PROMPT
Could you turn the material, from the line that has "</instance>" through its last line, into a Markdown table with the columns Row and Text, numbering each line and leaving out blank ones?

MATERIAL PROVIDED
************
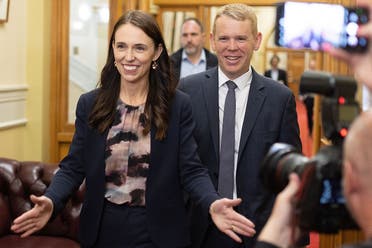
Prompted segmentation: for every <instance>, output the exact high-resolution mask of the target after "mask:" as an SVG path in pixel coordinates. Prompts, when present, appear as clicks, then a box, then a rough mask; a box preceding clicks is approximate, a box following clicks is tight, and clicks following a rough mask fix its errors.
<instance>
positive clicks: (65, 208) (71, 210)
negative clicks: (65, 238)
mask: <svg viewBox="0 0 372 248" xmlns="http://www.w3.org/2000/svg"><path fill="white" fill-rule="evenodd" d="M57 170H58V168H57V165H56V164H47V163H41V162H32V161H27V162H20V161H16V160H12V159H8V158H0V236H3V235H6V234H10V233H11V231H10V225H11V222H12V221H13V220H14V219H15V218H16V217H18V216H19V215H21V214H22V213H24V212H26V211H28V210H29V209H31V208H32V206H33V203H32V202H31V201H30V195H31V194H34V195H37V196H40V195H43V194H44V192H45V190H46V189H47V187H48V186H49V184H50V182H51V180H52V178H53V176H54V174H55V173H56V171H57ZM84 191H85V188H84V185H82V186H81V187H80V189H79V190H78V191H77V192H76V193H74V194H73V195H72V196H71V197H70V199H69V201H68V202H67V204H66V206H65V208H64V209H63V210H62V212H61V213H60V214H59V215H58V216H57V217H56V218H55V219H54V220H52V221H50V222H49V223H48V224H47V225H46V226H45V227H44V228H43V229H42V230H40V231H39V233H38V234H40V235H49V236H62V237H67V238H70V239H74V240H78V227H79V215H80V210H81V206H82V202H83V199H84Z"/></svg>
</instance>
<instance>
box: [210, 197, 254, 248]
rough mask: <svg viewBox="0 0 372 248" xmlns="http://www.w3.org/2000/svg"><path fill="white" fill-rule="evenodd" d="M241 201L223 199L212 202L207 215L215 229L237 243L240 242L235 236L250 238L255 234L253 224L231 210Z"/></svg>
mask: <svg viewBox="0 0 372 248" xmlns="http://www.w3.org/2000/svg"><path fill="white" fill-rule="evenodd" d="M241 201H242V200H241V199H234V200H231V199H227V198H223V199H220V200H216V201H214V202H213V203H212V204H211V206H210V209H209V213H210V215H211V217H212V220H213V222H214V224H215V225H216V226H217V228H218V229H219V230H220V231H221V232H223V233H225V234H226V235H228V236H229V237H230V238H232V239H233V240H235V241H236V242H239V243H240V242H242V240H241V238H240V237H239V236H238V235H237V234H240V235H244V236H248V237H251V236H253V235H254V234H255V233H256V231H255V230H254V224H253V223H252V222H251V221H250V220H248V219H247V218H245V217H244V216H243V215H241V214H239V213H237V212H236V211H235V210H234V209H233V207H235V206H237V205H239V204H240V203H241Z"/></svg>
************
EXERCISE RESULT
| Row | Text |
|---|---|
| 1 | </instance> |
| 2 | <instance> |
| 3 | box: [210, 197, 254, 248] |
| 4 | rough mask: <svg viewBox="0 0 372 248" xmlns="http://www.w3.org/2000/svg"><path fill="white" fill-rule="evenodd" d="M241 201L223 199L212 202L207 215L215 229L237 243L240 242L235 236L250 238L255 234L253 224L231 210Z"/></svg> |
| 5 | mask: <svg viewBox="0 0 372 248" xmlns="http://www.w3.org/2000/svg"><path fill="white" fill-rule="evenodd" d="M241 201H242V200H241V199H234V200H231V199H227V198H223V199H220V200H216V201H214V202H213V203H212V204H211V206H210V209H209V213H210V215H211V217H212V220H213V222H214V224H215V225H216V226H217V228H218V229H219V230H220V231H221V232H223V233H225V234H226V235H228V236H229V237H230V238H232V239H233V240H235V241H236V242H239V243H240V242H242V240H241V238H240V237H239V236H238V235H237V234H240V235H244V236H248V237H251V236H253V235H254V234H255V233H256V231H255V230H254V224H253V223H252V222H251V221H250V220H248V219H247V218H245V217H244V216H243V215H241V214H239V213H237V212H236V211H235V210H234V209H233V207H235V206H237V205H239V204H240V203H241Z"/></svg> |